• [SELECTED PASSAGE]:
Skip to content

Summary Streams

This guide explains how summary streams work, who can use them, and how to create and apply them to optimize dashboards. It also includes example queries, troubleshooting steps, and performance comparison insights to help you make informed decisions.

For Enterprise Users

Enterprise users should consider using Aggregation Cache instead of summary streams for optimal performance. In production testing, these features reduced dashboard load times by up to 97 percent, significantly outperforming summary streams in most scenarios.

Overview

A summary stream is a stream that contains pre-aggregated results, generated periodically by a scheduled pipeline. You define a summary SQL query that performs the required aggregations on the raw data. A scheduled pipeline runs this query at regular intervals and stores the output in the summary stream.

Dashboards can then read from this pre-computed summary stream instead of querying raw data directly. This reduces the volume of data scanned during query execution and improves panel load times.

Note

Based on production testing, summary streams have improved dashboard performance by up to 95 percent when compared to querying raw data.

Where to find

Summary streams are created using scheduled pipelines. There is no separate summary stream interface. You build the summary logic as a query in a pipeline, then set it to run automatically and output to a new stream.

Who can use

Summary stream is an open source feature available to all OpenObserve users. A summary stream is a scheduled pipeline, and its Role-Based Access Control (RBAC) can be managed through the Pipeline module in IAM > Roles > Permissions.

Create and apply a summary stream

This example shows how to transform three slow Kubernetes monitoring panels into a fast summary stream solution.

Step 1: Analyze your existing panels

Analyze your slow dashboard panels to identify common patterns.
Analyze your existing panels

SQL Query used in original Panel 0:

SELECT histogram(_timestamp) as "x_axis_1", 
    count(k8s_namespace_name) as "y_axis_1" 
FROM "default" 
WHERE k8s_namespace_name IS NOT NULL
GROUP BY x_axis_1 
ORDER BY x_axis_1 ASC

SQL Query used in original Panel 1:

SELECT histogram(_timestamp) as "x_axis_1", 
    count(_timestamp) as "y_axis_1", 
    k8s_namespace_name,
    k8s_deployment_name,
    service_name
FROM "default" 
WHERE k8s_namespace_name IS NOT NULL 
AND service_name IS NOT NULL
AND k8s_deployment_name LIKE '%controller%'
GROUP BY x_axis_1, k8s_namespace_name, k8s_deployment_name, service_name
ORDER BY x_axis_1 ASC

SQL Query used in original Panel 2:

SELECT histogram(_timestamp) as "x_axis_1",
    count(_timestamp) as "y_axis_1", 
    sum(CASE WHEN k8s_container_restart_count > 0 THEN 1 ELSE 0 END) as "restart_events",
    k8s_namespace_name
FROM "default"

• [RECORD EXCERPTS]:
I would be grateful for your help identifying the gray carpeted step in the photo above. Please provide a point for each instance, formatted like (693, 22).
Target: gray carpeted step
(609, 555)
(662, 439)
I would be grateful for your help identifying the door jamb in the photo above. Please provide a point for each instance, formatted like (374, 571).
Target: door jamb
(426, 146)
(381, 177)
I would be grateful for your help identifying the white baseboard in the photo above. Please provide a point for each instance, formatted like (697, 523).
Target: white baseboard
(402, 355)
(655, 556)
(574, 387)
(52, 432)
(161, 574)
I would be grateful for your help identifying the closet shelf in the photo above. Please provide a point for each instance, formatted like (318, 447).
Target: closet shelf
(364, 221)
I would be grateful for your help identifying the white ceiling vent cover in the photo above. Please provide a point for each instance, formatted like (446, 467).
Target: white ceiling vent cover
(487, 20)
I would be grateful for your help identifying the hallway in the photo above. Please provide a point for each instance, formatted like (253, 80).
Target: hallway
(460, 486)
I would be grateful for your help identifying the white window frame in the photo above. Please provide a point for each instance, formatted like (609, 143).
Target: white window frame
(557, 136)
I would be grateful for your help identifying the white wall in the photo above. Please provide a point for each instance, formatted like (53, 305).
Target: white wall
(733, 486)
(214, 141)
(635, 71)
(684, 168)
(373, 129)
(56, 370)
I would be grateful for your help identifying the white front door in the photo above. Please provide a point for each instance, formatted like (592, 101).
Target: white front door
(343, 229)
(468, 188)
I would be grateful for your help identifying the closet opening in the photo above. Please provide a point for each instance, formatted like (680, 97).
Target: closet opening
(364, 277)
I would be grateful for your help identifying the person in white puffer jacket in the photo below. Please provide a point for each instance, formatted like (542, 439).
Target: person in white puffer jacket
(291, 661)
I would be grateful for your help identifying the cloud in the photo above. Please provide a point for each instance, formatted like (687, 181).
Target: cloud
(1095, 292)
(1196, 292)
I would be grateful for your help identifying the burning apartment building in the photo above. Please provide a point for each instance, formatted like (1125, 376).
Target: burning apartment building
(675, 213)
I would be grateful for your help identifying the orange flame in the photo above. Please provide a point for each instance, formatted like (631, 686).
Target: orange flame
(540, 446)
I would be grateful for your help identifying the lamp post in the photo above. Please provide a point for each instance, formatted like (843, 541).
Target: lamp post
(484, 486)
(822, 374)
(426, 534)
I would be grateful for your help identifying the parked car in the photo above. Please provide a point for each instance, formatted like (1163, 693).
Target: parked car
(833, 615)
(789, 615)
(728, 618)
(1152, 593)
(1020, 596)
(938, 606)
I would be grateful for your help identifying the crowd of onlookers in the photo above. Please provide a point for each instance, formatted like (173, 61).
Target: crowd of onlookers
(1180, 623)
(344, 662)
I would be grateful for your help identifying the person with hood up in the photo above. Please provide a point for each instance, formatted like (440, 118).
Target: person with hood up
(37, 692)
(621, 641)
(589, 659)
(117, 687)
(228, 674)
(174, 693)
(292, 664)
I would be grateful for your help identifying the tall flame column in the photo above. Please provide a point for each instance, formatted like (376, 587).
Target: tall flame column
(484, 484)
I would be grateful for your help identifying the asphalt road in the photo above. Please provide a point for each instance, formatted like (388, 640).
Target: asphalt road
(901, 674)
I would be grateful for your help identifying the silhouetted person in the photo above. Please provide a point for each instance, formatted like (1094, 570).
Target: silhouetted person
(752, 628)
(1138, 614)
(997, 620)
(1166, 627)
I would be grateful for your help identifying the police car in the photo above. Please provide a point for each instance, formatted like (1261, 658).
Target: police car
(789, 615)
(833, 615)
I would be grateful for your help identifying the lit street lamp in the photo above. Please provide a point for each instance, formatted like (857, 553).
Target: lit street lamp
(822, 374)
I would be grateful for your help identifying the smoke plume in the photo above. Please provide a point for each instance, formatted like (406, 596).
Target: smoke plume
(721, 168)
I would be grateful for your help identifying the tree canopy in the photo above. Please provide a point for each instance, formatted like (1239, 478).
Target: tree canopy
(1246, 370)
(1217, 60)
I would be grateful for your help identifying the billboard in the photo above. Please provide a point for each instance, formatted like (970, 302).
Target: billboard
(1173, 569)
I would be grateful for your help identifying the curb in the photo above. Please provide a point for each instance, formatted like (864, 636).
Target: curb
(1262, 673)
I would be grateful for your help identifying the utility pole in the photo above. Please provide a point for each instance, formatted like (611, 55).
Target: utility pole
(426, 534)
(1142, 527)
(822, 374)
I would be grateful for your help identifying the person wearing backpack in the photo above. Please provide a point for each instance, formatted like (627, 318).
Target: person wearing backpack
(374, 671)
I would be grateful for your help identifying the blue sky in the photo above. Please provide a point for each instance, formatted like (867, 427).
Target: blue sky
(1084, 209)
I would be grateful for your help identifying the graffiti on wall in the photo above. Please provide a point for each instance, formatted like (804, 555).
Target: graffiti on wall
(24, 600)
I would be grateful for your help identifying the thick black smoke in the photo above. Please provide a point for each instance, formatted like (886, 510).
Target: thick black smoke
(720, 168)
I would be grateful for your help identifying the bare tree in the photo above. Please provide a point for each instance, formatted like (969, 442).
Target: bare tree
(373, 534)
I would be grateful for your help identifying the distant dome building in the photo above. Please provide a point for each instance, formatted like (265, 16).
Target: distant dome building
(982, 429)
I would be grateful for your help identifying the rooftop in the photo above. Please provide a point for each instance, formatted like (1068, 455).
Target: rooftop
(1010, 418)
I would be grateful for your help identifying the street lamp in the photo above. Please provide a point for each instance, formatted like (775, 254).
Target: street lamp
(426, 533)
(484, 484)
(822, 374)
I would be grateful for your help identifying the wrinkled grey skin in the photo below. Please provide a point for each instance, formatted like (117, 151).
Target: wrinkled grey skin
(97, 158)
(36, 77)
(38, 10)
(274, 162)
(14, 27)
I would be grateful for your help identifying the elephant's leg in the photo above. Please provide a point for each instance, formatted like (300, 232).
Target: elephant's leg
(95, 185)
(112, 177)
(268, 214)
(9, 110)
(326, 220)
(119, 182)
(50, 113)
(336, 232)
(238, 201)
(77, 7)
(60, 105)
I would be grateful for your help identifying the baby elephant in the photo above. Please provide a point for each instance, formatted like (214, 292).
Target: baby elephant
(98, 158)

• [TASKS AND EXERCISES]:
a) In the summary streams guide, where is role-based access control for a summary stream managed?
b) Write the next part of the summary streams guide, picking up right after its final line.
The data after the summary streams guide is separate material from the guide itself.

• [SOLVED PROBLEMS]:
a) Through the Pipeline module in IAM > Roles > Permissions.

b)
WHERE k8s_namespace_name IS NOT NULL
GROUP BY x_axis_1, k8s_namespace_name
ORDER BY x_axis_1 ASC
Step 2: Identify common elements

Look for patterns across your slow panels. This helps you build one summary stream that serves all panels.

Component Panel 0 Panel 1 Panel 2 Summary Decision
Stream "default" "default" "default" Use "default"
Common filters k8s_namespace_name IS NOT NULL k8s_namespace_name IS NOT NULL, service_name IS NOT NULL k8s_namespace_name IS NOT NULL Include the filters common to all panels
Fields used k8s_namespace_name k8s_namespace_name, k8s_deployment_name, service_name k8s_namespace_name, k8s_container_restart_count Include all fields
Aggregations count(k8s_namespace_name) count(_timestamp) count(_timestamp), sum(CASE WHEN...) Do all these calculations once in the summary stream
Step 3: Design your summary query

SELECT 
    max(_timestamp) as _timestamp,
    count(_timestamp) as total_count,
    k8s_namespace_name,
    k8s_deployment_name,
    service_name,
    sum(CASE WHEN k8s_container_restart_count > 0 THEN 1 ELSE 0 END) as restart_events_count
FROM "default"
WHERE k8s_namespace_name IS NOT NULL
GROUP BY 
    k8s_namespace_name,
    k8s_deployment_name,
    service_name
LIMIT 200000
Key design decisions in the summary query

  1. Preserve time information

    • What was done: Used max(_timestamp) instead of grouping by time.
    • Why: This keeps a single representative timestamp for each group. Time grouping is not performed here because panels apply histogram(_timestamp) when building charts.
    • Action in panels: When updating panel queries, always apply histogram(_timestamp) on this preserved timestamp to create time buckets.
  2. Pre-calculate counts

    • What was done: Added count(_timestamp) as total_count.
    • Why: This shifts the heavy counting operation into the summary query, so panels do not need to calculate counts over raw data.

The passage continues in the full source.